**Yazılı Alıştırma A:**
Seçim değerlendirmesi metnine göre aşağıdaki soruları yanıtlayınız.
(i) Meclis seçimlerinde hangi kesim daha da kazanmıştır?
(ii) Genel bir şaşkınlık hangi bölge üzerine olmuştur?
(iii) Seçmen nasıl birini istemektedir?

**Belge Alıntısı:**
....................
- ANLAYIP DEĞİŞMELİSİNİZ
KILIÇDAROĞLU ve CHP yeniden ve en baştan KENDİNE dönmelidir.
Açıkça
görülmelidir ki sol, sosyal demokrat, orta sol.. gibi tanımlanacak partinin
halka yanaşabilmesinde yanlış taktikler uyguladığı ve de muhafazakar, dindar,
dinci.. kesimlere yönelik beklentilerde olmaları hiçbir katkıda olmadı.
CHP oyunu
artıramadı.
Kullanılan
sloganlar ve propaganda konuları ve malzemeleri çok başarılı olmamış.
Yanındaki
ittifak ortaklarının CHP'ye bir yararı olmadı.
Meclis
seçimleri için ise sağ daha da kazandı.
Şimdi
2. TUR ne yapılması gerekir?
CHP-
KILÇDAROĞLU seçmenin güvenini nasıl kazanabilecek, seçmen ne olacak ki oy
verecek?
Seçmen
daha dik duran, daha keskin söylemleri olan ve boş sözler yerine az ama çarpıcı
ve etkileyici konuşmalar yapanı istiyor.
Öte
yandan genel bir şaşkınlık deprem bölgesi üzerine oldu.
Büyük
şehir belediyeleri, AHBAP ve yerelde teke, tek birçok kişinin yardımı ve
destekleri, yurt dışı yardımlar… yöre halkında sanki hiçbir önem kazanmamış ve
büyük bir BİAT ile iktidardan yana tavır almışlar.
ATATÜRK
ve cumhuriyetin temel değerleri, çağdaş uygarlık yolu ve demokrasi kavramları,
değerleri, hukuk devleti, adalet… seçmenlere çok daha açıkça ve inandırıcı bir
yöntemle anlatılmalı idi…
Bence
halka şirin gözükmek, "ben" üzerine söylevler çekmek, kentleri övmek…
hiçbir katkı sağlamamış.
....................
**Yazılı Alıştırma B:** Kayıtlarda "wing" sözcüğünü içeren satırların hepsini derleyiniz.

[Bir veri kümesinden satırlar]
....................
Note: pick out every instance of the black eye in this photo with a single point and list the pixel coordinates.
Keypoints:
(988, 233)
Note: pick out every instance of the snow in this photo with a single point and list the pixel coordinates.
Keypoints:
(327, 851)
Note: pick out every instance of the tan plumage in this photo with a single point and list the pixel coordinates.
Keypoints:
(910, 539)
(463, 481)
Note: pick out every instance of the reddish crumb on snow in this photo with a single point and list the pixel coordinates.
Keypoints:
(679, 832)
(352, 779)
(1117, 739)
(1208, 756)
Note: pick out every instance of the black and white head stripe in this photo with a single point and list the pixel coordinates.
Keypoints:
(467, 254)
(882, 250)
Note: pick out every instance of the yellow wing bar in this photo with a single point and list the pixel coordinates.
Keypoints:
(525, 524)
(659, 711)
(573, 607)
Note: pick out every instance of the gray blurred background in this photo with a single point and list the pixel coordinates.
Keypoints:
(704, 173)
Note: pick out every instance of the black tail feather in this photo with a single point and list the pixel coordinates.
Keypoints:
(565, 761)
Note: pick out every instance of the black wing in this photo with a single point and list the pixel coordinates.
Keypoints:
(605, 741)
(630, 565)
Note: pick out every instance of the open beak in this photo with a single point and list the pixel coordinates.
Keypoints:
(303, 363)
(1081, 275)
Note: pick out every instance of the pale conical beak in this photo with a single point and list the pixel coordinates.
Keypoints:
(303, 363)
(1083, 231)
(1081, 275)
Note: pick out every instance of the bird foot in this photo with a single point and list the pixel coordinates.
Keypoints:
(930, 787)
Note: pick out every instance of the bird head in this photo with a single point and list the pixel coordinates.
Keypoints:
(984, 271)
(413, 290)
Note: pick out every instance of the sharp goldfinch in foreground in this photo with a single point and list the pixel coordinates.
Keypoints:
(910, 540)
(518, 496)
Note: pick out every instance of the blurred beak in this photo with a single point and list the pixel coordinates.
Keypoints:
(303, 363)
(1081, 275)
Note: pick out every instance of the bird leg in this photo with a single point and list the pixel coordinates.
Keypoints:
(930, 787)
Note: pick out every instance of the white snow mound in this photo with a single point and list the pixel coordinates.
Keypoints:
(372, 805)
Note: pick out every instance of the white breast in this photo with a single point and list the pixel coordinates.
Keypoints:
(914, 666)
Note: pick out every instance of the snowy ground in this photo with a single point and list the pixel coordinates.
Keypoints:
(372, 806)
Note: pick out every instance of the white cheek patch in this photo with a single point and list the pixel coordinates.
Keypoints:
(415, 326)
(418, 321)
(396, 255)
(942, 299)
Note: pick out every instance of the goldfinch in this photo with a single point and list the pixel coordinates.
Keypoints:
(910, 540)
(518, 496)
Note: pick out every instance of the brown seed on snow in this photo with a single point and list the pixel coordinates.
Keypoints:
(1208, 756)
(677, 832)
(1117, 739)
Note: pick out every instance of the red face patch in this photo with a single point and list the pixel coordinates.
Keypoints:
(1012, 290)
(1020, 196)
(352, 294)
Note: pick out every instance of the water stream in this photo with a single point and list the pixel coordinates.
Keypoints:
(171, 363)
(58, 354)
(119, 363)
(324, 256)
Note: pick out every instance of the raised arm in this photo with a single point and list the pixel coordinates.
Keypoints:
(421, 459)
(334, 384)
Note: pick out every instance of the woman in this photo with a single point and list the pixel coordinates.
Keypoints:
....................
**Doğru Sonuç A:**
(i) Sağ.
(ii) Deprem bölgesi.
(iii) Daha dik duran, daha keskin söylemleri olan ve boş sözler yerine az ama çarpıcı ve etkileyici konuşmalar yapan birini.

**Doğru Sonuç B:**
Note: pick out every instance of the yellow wing bar in this photo with a single point and list the pixel coordinates.
Note: pick out every instance of the black wing in this photo with a single point and list the pixel coordinates.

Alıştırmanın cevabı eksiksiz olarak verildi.